(Record set begins)
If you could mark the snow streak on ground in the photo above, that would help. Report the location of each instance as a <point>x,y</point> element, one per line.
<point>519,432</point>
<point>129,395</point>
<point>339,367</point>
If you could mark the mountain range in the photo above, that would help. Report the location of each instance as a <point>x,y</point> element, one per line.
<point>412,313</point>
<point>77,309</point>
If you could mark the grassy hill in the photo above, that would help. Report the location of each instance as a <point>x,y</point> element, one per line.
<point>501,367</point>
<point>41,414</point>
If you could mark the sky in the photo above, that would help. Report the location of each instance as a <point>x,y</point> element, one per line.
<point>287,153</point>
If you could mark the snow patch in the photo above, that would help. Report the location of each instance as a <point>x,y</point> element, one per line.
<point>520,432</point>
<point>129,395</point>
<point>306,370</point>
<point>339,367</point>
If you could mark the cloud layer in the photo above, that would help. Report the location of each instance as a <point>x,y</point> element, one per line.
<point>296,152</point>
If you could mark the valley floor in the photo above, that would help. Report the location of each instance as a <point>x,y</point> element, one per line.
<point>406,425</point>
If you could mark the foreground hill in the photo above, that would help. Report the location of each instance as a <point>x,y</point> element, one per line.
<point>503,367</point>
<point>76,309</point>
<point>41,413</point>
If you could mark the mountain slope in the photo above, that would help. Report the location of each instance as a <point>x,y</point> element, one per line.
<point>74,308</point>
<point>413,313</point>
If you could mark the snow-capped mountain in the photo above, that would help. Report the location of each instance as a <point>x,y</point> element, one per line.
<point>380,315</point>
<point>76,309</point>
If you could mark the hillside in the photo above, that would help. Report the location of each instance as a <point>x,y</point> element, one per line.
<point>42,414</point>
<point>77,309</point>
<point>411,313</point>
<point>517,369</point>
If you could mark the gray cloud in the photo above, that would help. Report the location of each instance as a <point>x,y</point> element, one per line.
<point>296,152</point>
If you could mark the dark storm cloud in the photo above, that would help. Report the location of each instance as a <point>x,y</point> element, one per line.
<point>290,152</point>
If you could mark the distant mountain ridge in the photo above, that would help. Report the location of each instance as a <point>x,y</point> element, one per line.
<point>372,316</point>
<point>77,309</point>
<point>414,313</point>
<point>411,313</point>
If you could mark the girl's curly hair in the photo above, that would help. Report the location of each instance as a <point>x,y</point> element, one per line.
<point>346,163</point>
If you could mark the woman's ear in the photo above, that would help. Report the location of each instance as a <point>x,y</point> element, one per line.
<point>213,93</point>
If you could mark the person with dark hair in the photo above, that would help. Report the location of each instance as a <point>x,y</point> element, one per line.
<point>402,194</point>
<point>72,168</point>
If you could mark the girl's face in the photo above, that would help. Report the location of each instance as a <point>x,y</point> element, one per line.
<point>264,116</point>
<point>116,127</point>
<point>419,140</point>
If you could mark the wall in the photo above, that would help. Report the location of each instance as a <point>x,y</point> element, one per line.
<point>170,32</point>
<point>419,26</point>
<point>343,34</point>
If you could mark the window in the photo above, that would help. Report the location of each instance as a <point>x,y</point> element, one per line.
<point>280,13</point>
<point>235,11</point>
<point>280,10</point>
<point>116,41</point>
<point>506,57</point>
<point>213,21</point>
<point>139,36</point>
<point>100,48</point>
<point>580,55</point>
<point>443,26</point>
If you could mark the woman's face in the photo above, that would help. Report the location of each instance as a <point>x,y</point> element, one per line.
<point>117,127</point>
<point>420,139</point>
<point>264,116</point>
(Record set ends)
> **Problem statement**
Each entry must be output exactly as it was written.

> **Response to this task**
If you could mark the snow streak on ground in the photo above, that would help. Report the location of each instance as a <point>x,y</point> element, one per line.
<point>519,432</point>
<point>129,395</point>
<point>339,367</point>
If you could mark the mountain range in the photo above, that would help. Report the location of each instance as a <point>x,y</point> element, one per line.
<point>412,313</point>
<point>77,309</point>
If you could mark the grassy hill in the photo above, that would help. Report the location of each instance as a <point>x,y</point> element, one per line.
<point>501,367</point>
<point>41,414</point>
If you could mark the sky in the photo above, that would help. Report the location of each instance as a <point>x,y</point> element, one per line.
<point>287,153</point>
If you could mark the snow patch in the photo above, that would help. Report the location of each instance as a <point>x,y</point> element, one per line.
<point>520,432</point>
<point>129,395</point>
<point>306,370</point>
<point>339,367</point>
If you could mark the cloud layer in the photo above, that would help. Report the location of each instance as a <point>x,y</point> element, one per line.
<point>296,152</point>
If you could mark the valley floor in the photo above, that would help. Report the location of each instance as a <point>x,y</point> element, one per line.
<point>406,425</point>
If you could mark the foreground hill in the photo above, that would help. Report the location of each instance as a <point>x,y</point> element, one per line.
<point>503,367</point>
<point>76,309</point>
<point>41,413</point>
If you could mark the mountain slope in the photo above, that would help. Report the location of each instance as a <point>x,y</point> element, one per line.
<point>74,308</point>
<point>413,313</point>
If you could mark the snow-capped mountain in the photo above, that would help. Report the location of each instance as a <point>x,y</point> element, one per line.
<point>380,315</point>
<point>76,309</point>
If you could mark the hillside in the photo above, that would help. Report the location of each instance as a <point>x,y</point> element, one per line.
<point>42,414</point>
<point>77,309</point>
<point>411,313</point>
<point>517,369</point>
If you could mark the gray cloud in the photo above, that would help. Report the location of each instance as a <point>x,y</point> element, one per line.
<point>296,152</point>
If you could mark the dark storm cloud in the photo above, that would help. Report the location of each instance as a <point>x,y</point> element, one per line.
<point>290,152</point>
If you could mark the distant mountain ridge in the photo above, that would help. Report the location of each instance as a <point>x,y</point> element, one per line.
<point>372,316</point>
<point>77,309</point>
<point>414,313</point>
<point>411,313</point>
If you could mark the girl's curly hair in the photo above, that would help. Report the location of each instance as a <point>x,y</point> element, one per line.
<point>346,163</point>
If you could mark the woman's ear in the photo above, that would help. Report the location of each instance as a <point>x,y</point> element, one per line.
<point>213,93</point>
If you could mark the person with dark hair in the photo above, that would help. Report the location of each instance as a <point>x,y</point> element, one per line.
<point>402,194</point>
<point>72,168</point>
If you could mark the girl's face in the photo above, that would help. Report the location of each instance as a <point>x,y</point> element, one per line.
<point>264,116</point>
<point>116,127</point>
<point>419,140</point>
If you could mark the wall in the photo above, that would help. Report the location of each instance as a <point>x,y</point> element, one per line.
<point>170,32</point>
<point>419,26</point>
<point>343,34</point>
If you could mark the window in the photo above, that would help. Report the location of each instance as a <point>x,y</point> element, one per line.
<point>280,13</point>
<point>235,11</point>
<point>280,10</point>
<point>116,41</point>
<point>506,57</point>
<point>213,21</point>
<point>139,36</point>
<point>100,48</point>
<point>580,55</point>
<point>443,26</point>
If you could mark the woman's face in the photo above, that would help. Report the location of each instance as a <point>x,y</point> element, one per line.
<point>117,127</point>
<point>420,139</point>
<point>264,116</point>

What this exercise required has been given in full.